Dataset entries
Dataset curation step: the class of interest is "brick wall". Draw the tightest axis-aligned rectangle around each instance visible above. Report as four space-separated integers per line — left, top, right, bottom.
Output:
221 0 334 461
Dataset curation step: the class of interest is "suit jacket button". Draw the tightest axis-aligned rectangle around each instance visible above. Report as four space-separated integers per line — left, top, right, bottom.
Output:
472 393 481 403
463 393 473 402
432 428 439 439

--

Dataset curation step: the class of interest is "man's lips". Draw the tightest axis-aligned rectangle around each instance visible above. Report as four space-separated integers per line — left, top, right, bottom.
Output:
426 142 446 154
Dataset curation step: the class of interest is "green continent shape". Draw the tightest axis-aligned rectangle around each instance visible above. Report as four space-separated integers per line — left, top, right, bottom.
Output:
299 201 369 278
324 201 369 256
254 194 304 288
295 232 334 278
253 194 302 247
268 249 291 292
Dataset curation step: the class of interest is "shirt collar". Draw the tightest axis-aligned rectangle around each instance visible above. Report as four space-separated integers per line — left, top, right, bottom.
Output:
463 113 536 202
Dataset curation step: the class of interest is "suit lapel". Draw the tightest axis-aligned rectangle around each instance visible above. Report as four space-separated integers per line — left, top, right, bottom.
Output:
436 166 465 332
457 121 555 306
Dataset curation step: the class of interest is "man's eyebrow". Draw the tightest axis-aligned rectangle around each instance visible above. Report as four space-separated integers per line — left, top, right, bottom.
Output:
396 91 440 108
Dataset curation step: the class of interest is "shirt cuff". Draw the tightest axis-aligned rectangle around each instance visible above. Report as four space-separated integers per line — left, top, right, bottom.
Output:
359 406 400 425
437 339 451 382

Task to carry out
The number of lines in the data that contain the word "shirt" is all that should be stated.

The answer
2